EXCERPTED PASSAGE =>
▶

Turbocharge Deep-Discovery with LLMs for Videos and Podcasts

Make your video search intelligent using Databricks and LangChain

8 min readApr 18, 2023

Background: I often have a long list of things I want to learn — as do most people. As a parent with a toddler, time is incredibly valuable to me, so I am always looking for ways to improve my learning efficiency. The recent innovations in LLMs — including the tooling, models, and platforms that enable them — presented me with an opportunity. I wondered if I needed to create my own personal assistant to improve my ability to learn quickly (inspired by the slew of recent innovations). Certainly, like everyone else, I’ve entertained the idea of using tools like ChatGPT to help with my learning. It is, to an extent, helpful but it is also largely constrained by me. Let me explain.

I have noticed that most GPT-like models struggle to give me high-quality pointed responses without specific contextual information. As the questions become increasingly narrow, such as when seeking specific knowledge, responses from these models are generic and become less helpful. This is not to discredit the usefulness of such services in general, but rather to highlight their limitations during a deep discovery phase, such as when exploring a topic in greater depth after superficially enjoying it. The expectation that the user will provide the right context for such models often creates an unnecessary burden, especially when the user is not sure where to begin. This is problematic because the quality of the response and the context provided go hand in hand. Therefore, generating a high-quality response using a generative model requires the ability to provide the right context as the first step. However, equally important is the ability to locate and extract the necessary information for the context. This is where most systems falter, as they rely on simple text-based document formats instead of comprehensively searching through rich media, dense with information, such as videos and audio. It is important to challenge these untested assumptions as they have influenced the collective thinking in the development of vital A.I. applications, by exploring and utilizing rich media sources to produce high-quality responses.

Concept: As far as our specific project is concerned, we’ll build a real-time semantic search application based on YouTube videos published on the Databricks YouTube channel. Why Databricks? Simple. It’s something I can continue to use beyond this demo/blog. I want to build something useful for myself. Since I work @ Databricks, it goes without saying that this will be useful for me & my co-workers. Also, like many others, my general learning strategy is to rely on multiple modes of learning, usually starting with videos. Given this, the Databricks YouTube channel is a perfect fit.

Additionally, pointed search systems like the one we will create offer significant improvements in the perceptible quality of search results compared to watered-down generic search systems. Generic systems are often plagued with non-specific, clickbaity content that drains our time and energy without providing much precision. In contrast, the Databricks channel has highly curated content published by smart people who undoubtedly spend a considerable amount of time ensuring quality. This alone is a huge advantage for us, among other benefits. If we could ensure quality of the content we consume by “automatically reading through” everything before we consume it, we save a huge deal of time & energy for ourselves. That is exactly what we’ll set out to achieve.

◀

GIVEN ENTRIES =>

▶

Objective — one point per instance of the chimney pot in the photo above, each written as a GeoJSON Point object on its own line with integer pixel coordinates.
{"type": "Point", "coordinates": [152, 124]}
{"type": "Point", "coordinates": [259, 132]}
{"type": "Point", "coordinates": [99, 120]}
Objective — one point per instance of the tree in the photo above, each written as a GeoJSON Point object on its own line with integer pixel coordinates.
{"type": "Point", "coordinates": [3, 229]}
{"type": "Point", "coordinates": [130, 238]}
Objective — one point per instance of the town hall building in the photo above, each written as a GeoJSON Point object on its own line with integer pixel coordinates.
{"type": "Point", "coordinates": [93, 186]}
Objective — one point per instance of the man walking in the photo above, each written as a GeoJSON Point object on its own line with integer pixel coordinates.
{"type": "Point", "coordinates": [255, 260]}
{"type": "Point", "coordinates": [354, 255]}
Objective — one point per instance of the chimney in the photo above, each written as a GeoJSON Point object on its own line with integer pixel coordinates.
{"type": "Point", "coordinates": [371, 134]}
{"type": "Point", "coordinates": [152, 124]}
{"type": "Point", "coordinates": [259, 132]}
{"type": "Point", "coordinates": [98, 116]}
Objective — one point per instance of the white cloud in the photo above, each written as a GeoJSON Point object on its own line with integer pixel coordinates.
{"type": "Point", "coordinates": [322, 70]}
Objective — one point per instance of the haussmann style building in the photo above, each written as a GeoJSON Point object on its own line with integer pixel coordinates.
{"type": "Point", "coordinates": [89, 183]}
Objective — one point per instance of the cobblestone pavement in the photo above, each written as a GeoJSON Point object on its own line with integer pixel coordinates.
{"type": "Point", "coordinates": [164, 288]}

◀

PROBLEM A => Please switch "toddler" to "newborn" in the post on LLM video search, and give the part starting at "Turbocharge Deep-Discovery with" and ending at "Let me explain.".
PROBLEM B => In the post on LLM video search, which YouTube channel's videos will the semantic search application be built on?
The entries are separate material and have no connection to the post on LLM video search.

TASK RESPONSE A =>
Turbocharge Deep-Discovery with LLMs for Videos and Podcasts

Make your video search intelligent using Databricks and LangChain

8 min readApr 18, 2023

Background: I often have a long list of things I want to learn — as do most people. As a parent with a newborn, time is incredibly valuable to me, so I am always looking for ways to improve my learning efficiency. The recent innovations in LLMs — including the tooling, models, and platforms that enable them — presented me with an opportunity. I wondered if I needed to create my own personal assistant to improve my ability to learn quickly (inspired by the slew of recent innovations). Certainly, like everyone else, I’ve entertained the idea of using tools like ChatGPT to help with my learning. It is, to an extent, helpful but it is also largely constrained by me. Let me explain.

TASK RESPONSE B => The Databricks YouTube channel.